Goals —
1. Retype the passage of the cycling account between "Cycle touring path" and "for the climb.", inclusive.
2. Answer these questions from the cycling account:
(a) Across which river valley did the cycle route slice?
(b) At the foot of which climb did the group stop for a photo?
(c) At what minimum speed did the bunch descend past the group?
3. List every place or geographic feature named in the cycling account.

Text section —
****************

Cycle touring path near OudenaardeThe stiff wind was still in our faces but by now it was clear that Wouter is a strong rider into the wind so I was happy to be tucked up behind them when we cleared the lanes and joined an excellent cycle route that ended up on an former railway line that sliced across the open fields in the flat valley of the Scheldt. This was a good way of taking in the topography of the area because as we rolled west the hills of the Flemish Ardennes were lined up to our left and we could look across and spot the bergs, knowing the riders were out there somewhere sweeping up down and around the fiendish final 100km of the race. Our route cut right across the foot of the awesome Koppenberg that completely defeated me earlier in the year so we stopped for a photo-call to prove we were there, but maybe another time for the climb.

Shortly after the foot of the Koppenberg we were into Berchem, the small town below the village of Kwaremont which looks down over the valley. We were running a bit tight for time to get up the climb before the riders so the suggestion was a detour to watch the field come down the new main road which bypasses Kwaremont. This turned out to be inspired because again we saw another aspect of the race that none of us had seen before. The bunch was jockeying for position before the key climb which means that they spread out across the whole road and descended past us at just extraordinary speed. (80kmph/50mph at least) Given that they were only a few metres from a road narrowing and a sharp right hand bend the sight was even more terrifying. As bike riders ourselves we appreciated how much skill and confidence in each other the pros must have to do that. The day was dark, gloomy and threatening rain so the lights of the cars and motorbikes only emphasised the impression.

****************

Given records —
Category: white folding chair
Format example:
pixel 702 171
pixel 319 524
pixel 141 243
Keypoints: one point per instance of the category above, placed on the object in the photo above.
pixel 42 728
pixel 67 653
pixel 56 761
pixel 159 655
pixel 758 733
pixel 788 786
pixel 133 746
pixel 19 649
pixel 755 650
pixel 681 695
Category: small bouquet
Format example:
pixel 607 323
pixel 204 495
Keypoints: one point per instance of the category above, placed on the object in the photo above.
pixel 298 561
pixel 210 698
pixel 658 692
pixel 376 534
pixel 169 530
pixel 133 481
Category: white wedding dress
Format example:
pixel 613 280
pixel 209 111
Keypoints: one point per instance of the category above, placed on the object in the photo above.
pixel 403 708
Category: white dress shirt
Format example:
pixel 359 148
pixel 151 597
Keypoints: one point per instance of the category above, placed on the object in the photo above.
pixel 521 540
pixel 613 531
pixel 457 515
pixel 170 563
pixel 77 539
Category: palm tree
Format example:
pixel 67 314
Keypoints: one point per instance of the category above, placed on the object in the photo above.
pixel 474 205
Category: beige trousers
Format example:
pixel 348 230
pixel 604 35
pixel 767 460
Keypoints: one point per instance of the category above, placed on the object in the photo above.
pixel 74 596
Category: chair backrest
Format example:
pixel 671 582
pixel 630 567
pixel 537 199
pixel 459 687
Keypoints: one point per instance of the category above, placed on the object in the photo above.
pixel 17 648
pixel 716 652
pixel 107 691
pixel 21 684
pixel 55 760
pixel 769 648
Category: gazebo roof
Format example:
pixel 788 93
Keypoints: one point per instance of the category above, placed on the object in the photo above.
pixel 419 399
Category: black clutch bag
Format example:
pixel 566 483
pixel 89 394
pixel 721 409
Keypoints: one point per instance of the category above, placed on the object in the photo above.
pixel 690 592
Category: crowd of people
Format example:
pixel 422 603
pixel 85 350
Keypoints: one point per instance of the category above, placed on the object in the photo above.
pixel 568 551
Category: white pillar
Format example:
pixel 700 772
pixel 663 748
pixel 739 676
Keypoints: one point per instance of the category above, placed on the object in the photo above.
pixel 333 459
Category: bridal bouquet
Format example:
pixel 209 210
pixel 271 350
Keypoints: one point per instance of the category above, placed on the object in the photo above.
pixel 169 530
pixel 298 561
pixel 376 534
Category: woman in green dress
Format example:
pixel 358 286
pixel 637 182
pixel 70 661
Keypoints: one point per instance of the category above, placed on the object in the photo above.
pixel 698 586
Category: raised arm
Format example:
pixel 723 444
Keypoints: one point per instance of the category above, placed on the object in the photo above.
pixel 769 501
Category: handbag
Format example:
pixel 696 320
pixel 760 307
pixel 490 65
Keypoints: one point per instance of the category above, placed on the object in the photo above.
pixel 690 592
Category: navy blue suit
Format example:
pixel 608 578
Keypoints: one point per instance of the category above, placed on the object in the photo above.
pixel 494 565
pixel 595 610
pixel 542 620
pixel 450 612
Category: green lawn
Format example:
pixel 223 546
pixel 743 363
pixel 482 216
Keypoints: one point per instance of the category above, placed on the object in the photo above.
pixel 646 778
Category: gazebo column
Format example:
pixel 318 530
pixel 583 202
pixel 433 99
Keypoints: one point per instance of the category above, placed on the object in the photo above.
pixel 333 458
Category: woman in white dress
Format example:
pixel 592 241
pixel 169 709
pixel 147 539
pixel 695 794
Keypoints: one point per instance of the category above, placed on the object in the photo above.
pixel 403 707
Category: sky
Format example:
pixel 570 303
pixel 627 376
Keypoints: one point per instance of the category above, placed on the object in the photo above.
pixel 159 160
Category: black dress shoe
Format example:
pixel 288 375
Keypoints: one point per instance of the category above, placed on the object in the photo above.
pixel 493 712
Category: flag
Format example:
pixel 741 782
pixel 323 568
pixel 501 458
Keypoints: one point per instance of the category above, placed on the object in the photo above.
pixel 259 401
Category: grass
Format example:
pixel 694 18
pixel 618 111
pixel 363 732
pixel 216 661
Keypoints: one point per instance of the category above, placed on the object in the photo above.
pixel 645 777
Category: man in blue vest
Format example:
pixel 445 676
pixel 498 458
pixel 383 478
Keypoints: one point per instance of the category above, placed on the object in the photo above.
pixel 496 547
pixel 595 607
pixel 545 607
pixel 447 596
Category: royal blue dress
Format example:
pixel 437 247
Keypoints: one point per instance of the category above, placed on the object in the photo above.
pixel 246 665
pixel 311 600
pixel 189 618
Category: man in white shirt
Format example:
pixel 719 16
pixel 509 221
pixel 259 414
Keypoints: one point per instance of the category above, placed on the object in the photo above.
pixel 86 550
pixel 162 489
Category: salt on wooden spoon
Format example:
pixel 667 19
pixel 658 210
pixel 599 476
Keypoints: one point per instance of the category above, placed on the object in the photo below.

****************

Outputs for the tasks —
1.
Cycle touring path near OudenaardeThe stiff wind was still in our faces but by now it was clear that Wouter is a strong rider into the wind so I was happy to be tucked up behind them when we cleared the lanes and joined an excellent cycle route that ended up on an former railway line that sliced across the open fields in the flat valley of the Scheldt. This was a good way of taking in the topography of the area because as we rolled west the hills of the Flemish Ardennes were lined up to our left and we could look across and spot the bergs, knowing the riders were out there somewhere sweeping up down and around the fiendish final 100km of the race. Our route cut right across the foot of the awesome Koppenberg that completely defeated me earlier in the year so we stopped for a photo-call to prove we were there, but maybe another time for the climb.

2.
(a) The flat valley of the Scheldt.
(b) The Koppenberg.
(c) 80kmph (50mph).

3.
Oudenaarde
Scheldt
Flemish Ardennes
Koppenberg
Berchem
Kwaremont